DEINE AUFGABE: Filtere aus den Zeilen unten jede heraus, die das Wort „pavement“ enthält, und schreibe sie unverändert ab. Groß- und Kleinschreibung zählt.

GEGEBENE DATEN:
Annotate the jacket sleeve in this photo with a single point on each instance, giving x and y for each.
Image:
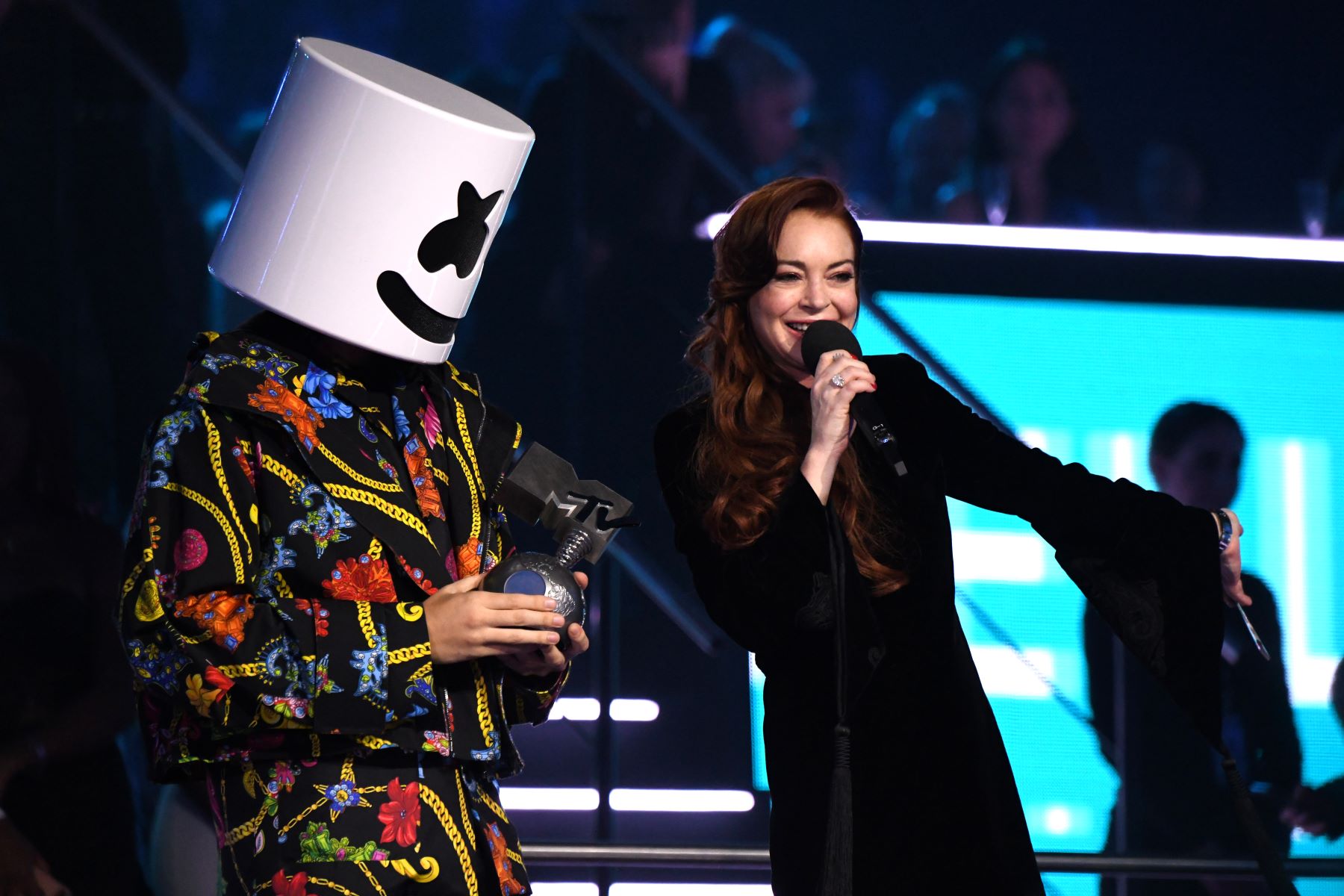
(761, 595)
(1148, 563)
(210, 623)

==

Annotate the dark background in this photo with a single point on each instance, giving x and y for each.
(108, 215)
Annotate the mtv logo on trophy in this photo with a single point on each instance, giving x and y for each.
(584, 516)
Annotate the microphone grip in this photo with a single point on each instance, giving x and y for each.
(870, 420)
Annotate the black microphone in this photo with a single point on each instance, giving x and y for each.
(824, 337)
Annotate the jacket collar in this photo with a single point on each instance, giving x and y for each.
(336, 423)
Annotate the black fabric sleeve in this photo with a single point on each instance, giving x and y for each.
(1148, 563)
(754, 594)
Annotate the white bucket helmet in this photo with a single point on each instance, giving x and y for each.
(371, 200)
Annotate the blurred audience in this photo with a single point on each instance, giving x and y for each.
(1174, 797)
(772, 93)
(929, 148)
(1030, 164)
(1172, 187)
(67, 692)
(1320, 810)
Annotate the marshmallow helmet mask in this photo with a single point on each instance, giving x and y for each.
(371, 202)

---

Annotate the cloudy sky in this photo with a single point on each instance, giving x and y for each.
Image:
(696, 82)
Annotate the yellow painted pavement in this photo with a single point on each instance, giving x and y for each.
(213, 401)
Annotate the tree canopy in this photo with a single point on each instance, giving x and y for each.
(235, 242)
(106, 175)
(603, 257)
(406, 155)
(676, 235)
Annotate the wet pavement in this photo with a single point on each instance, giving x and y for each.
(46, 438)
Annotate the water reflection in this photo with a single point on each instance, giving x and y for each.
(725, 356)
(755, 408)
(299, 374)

ERGEBNIS DER ÜBUNG:
Annotate the yellow painted pavement in this photo with a single point on each instance, giving x and y for each.
Annotate the wet pavement in this photo with a single point on each instance, giving x and y for each.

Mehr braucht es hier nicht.